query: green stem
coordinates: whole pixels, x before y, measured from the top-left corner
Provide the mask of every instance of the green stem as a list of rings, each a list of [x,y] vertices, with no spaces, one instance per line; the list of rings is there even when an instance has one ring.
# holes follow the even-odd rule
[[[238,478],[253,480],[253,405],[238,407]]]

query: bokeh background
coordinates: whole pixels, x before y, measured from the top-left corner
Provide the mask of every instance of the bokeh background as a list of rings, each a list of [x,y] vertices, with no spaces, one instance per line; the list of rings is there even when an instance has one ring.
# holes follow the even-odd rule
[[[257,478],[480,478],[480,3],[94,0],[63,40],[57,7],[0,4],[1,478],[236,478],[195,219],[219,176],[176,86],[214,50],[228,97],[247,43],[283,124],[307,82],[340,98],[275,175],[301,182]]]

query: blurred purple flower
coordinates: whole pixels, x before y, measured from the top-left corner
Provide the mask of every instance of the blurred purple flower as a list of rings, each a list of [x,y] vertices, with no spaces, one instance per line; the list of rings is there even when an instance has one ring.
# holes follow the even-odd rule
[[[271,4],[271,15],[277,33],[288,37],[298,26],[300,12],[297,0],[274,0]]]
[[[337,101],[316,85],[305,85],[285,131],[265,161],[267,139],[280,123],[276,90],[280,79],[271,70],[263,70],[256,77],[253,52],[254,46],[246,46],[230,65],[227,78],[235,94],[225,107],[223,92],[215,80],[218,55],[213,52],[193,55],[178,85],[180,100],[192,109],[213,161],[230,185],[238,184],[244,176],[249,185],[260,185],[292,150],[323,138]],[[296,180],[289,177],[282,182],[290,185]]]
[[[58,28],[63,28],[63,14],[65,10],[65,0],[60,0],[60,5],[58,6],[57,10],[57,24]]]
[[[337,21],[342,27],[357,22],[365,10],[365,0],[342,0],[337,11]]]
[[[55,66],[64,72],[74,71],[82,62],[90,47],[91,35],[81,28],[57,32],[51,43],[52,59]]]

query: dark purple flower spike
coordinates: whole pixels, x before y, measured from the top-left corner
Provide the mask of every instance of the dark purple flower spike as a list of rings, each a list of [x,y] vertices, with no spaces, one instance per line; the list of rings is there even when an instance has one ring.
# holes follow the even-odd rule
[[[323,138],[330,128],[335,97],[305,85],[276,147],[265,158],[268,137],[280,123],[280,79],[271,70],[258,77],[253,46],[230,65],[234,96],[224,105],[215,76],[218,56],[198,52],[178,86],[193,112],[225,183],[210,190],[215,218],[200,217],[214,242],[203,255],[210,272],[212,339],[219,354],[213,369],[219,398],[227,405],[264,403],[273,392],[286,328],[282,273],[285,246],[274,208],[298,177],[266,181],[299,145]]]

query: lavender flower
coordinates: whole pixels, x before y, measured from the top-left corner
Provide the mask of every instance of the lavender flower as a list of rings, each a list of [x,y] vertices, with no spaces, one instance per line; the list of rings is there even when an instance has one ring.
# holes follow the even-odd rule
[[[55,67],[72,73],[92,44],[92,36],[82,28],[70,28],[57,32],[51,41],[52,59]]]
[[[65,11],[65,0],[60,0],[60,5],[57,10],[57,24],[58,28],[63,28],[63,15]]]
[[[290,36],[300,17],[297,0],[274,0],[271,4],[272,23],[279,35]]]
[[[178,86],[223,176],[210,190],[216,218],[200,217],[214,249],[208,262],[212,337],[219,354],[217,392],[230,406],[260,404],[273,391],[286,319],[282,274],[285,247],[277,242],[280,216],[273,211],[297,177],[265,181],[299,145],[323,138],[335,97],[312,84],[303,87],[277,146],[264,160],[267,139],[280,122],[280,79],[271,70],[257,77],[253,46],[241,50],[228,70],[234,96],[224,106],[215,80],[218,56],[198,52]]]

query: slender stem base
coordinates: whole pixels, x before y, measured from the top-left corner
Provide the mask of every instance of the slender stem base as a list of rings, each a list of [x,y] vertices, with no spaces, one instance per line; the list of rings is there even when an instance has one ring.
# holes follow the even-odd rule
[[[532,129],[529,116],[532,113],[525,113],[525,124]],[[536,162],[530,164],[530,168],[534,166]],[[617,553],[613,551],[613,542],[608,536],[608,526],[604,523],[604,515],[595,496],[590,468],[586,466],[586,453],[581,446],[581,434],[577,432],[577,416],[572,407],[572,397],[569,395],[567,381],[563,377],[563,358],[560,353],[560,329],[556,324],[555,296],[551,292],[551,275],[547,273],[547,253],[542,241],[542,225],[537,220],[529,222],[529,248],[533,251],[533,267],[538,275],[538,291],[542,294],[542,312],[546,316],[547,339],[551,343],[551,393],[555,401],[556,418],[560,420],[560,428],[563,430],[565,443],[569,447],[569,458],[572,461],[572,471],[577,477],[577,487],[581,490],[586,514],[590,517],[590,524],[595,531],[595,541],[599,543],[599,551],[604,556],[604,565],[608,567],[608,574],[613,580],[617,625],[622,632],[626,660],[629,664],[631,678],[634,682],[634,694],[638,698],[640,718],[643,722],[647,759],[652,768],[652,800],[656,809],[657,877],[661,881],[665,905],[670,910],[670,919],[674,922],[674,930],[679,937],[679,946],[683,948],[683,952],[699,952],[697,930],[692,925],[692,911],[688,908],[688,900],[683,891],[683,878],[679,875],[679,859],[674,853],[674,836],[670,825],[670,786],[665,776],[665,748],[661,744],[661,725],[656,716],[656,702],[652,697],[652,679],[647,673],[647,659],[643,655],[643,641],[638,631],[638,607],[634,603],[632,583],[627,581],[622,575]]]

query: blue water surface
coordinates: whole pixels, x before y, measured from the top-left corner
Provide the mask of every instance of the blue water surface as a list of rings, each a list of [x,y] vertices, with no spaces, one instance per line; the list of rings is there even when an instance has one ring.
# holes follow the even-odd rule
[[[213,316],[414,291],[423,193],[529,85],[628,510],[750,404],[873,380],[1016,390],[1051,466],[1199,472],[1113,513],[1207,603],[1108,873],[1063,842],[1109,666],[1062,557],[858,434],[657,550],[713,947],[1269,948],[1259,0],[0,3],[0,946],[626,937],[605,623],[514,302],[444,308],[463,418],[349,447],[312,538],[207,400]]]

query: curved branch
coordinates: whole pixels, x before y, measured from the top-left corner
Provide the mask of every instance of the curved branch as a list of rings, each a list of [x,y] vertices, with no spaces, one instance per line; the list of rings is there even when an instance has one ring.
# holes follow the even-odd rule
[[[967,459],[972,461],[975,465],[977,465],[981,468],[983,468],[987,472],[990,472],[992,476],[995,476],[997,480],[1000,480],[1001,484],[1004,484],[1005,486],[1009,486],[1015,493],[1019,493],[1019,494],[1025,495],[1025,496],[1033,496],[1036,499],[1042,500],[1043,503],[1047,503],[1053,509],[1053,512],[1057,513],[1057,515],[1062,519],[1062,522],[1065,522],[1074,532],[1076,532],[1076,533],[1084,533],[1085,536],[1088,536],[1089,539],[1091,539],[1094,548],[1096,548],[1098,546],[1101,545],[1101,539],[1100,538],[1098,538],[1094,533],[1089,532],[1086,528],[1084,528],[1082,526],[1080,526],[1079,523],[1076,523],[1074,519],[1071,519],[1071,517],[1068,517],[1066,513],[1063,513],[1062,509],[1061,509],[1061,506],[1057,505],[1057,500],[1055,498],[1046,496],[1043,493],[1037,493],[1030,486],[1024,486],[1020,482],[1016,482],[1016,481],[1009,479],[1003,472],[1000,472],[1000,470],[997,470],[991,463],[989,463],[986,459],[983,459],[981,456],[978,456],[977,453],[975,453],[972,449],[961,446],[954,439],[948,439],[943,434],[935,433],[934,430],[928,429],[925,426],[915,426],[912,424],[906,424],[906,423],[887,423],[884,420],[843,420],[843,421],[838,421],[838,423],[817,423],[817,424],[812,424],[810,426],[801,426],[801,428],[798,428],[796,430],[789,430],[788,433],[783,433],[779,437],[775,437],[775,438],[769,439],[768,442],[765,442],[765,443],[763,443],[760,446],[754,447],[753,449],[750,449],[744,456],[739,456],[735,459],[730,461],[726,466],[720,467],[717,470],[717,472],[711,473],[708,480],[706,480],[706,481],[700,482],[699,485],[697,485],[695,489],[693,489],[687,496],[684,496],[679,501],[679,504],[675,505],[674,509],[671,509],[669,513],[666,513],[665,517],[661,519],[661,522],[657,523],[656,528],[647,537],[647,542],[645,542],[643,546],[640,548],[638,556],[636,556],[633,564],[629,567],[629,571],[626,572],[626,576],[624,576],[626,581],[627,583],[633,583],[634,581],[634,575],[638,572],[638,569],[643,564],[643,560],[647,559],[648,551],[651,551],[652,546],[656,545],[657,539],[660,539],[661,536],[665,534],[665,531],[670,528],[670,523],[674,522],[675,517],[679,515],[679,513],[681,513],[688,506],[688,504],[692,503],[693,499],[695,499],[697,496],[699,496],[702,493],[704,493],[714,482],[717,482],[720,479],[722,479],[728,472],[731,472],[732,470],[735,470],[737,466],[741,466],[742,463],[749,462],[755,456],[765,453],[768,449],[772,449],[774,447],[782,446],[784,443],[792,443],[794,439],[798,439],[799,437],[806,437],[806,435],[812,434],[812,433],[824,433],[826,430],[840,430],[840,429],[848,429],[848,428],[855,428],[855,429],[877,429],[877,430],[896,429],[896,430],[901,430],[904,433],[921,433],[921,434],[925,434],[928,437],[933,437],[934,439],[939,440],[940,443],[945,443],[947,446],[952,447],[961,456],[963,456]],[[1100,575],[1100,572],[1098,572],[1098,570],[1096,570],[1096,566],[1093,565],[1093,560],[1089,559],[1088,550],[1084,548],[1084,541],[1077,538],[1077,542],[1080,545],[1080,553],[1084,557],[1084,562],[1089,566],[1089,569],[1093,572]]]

########################################

Objetivo: Muestra todas las líneas del listado anterior que contengan la palabra "blurred", respetando mayúsculas y minúsculas.

Resultado del ejercicio:
query: blurred purple flower
Provide the mask of every instance of the blurred purple flower as a list of rings, each a list of [x,y] vertices, with no spaces, one instance per line; the list of rings is there even when an instance has one ring.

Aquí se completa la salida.